= Selection =
★ ★ ★ ★ ★ ★ ★
With this interpretation of connectives, any evaluation e_{v} of propositional variables in L uniquely extends to an evaluation e of all well-formed formulae of MTL, by the following inductive definition (which generalizes Tarski's truth conditions), for any formulae A, B, and any propositional variable p:
$$\begin{array}{rcl}
   e(p) &=& e_{\mathrm v}(p)
\\ e(\bot) &=& 0
\\ e(\top) &=& 1
\\ e(A\otimes B) &=& e(A) \ast e(B)
\\ e(A\rightarrow B) &=& e(A) \Rightarrow e(B)
\\ e(A\wedge B) &=& e(A) \wedge e(B)
\\ e(A\vee B) &=& e(A) \vee e(B)
\\ e(A\leftrightarrow B) &=& e(A) \Leftrightarrow e(B)
\\ e(\neg A) &=& e(A) \Rightarrow 0
\end{array}$$

Informally, the truth value 1 represents full truth and the truth value 0 represents full falsity; intermediate truth values represent intermediate degrees of truth. Thus a formula is considered fully true under an evaluation e if e(A) = 1. A formula A is said to be valid in an MTL-algebra L if it is fully true under all evaluations in L, that is, if e(A) = 1 for all evaluations e in L. Some formulae (for instance, p → p) are valid in any MTL-algebra; these are called tautologies of MTL.

The notion of global entailment (or: global consequence) is defined for MTL as follows: a set of formulae Γ entails a formula A (or: A is a global consequence of Γ), in symbols $\Gamma\models A,$ if for any evaluation e in any MTL-algebra, whenever e(B) = 1 for all formulae B in Γ, then also e(A) = 1. Informally, the global consequence relation represents the transmission of full truth in any MTL-algebra of truth values.

==== General soundness and completeness theorems ====

The logic MTL is sound and complete with respect to the class of all MTL-algebras (Esteva & Godo, 2001):
A formula is provable in MTL if and only if it is valid in all MTL-algebras.
The notion of MTL-algebra is in fact so defined that MTL-algebras form the class of all algebras for which the logic MTL is sound. Furthermore, the strong completeness theorem holds:
A formula A is a global consequence in MTL of a set of formulae Γ if and only if A is derivable from Γ in MTL.

=== Linear semantics ===

Like algebras for other fuzzy logics, MTL-algebras enjoy the following linear subdirect decomposition property:
 Every MTL-algebra is a subdirect product of linearly ordered MTL-algebras.
★ ★ ★ ★ ★ ★ ★
Excerpts of bounding box data:

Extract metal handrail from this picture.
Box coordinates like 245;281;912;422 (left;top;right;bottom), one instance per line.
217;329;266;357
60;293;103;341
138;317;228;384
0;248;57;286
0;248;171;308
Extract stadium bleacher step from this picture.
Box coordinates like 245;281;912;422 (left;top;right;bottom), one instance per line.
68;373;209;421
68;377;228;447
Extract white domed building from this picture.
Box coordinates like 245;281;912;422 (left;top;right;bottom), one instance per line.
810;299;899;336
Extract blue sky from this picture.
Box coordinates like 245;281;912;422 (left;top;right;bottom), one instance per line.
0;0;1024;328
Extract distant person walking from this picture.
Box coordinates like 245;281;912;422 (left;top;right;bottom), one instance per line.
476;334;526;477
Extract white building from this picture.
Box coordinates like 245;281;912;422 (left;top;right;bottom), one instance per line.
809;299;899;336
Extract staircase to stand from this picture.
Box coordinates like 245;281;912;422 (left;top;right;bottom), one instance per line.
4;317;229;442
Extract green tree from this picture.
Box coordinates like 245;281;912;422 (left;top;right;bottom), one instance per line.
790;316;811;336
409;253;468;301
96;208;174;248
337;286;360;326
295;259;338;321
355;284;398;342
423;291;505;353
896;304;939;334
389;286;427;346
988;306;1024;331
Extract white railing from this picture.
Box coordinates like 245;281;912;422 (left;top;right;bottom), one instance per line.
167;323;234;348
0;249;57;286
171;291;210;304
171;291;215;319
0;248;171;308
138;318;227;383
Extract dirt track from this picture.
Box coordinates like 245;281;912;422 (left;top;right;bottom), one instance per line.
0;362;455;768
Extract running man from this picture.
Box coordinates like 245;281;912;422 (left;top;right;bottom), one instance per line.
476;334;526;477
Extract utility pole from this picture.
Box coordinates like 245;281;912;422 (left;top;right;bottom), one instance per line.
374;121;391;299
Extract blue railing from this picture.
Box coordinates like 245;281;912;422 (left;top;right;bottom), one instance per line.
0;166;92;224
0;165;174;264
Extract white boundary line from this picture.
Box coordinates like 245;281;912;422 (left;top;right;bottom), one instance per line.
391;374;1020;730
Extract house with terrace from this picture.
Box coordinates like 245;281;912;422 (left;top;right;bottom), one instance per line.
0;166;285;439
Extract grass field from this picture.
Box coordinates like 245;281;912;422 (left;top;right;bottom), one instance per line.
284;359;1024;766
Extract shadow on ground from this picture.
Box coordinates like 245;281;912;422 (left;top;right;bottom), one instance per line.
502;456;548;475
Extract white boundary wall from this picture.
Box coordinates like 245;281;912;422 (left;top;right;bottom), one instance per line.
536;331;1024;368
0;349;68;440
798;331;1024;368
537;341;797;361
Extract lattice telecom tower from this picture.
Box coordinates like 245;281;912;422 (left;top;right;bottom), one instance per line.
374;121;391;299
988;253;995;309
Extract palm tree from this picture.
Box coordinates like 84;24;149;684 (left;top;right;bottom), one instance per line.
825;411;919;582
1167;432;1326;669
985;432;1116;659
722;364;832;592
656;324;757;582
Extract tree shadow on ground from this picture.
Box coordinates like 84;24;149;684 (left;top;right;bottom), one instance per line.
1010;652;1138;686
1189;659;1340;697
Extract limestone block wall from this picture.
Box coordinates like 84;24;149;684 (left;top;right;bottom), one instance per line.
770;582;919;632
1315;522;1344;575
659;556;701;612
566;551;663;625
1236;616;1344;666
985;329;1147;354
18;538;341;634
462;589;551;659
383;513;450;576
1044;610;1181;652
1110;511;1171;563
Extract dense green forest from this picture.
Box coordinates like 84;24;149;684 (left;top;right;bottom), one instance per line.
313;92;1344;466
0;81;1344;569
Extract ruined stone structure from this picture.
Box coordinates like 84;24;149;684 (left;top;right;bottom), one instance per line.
★ ★ ★ ★ ★ ★ ★
= Problems to work on =
• a. In the MTL text, what are formulae that are valid in any MTL-algebra called?
• b. Rewrite the MTL text from "The logic MTL is sound and" to "in all MTL-algebras.", changing "provable" to "derivable".

= Solution list =
• a. Tautologies of MTL.

• b.
The logic MTL is sound and complete with respect to the class of all MTL-algebras (Esteva & Godo, 2001):
A formula is derivable in MTL if and only if it is valid in all MTL-algebras.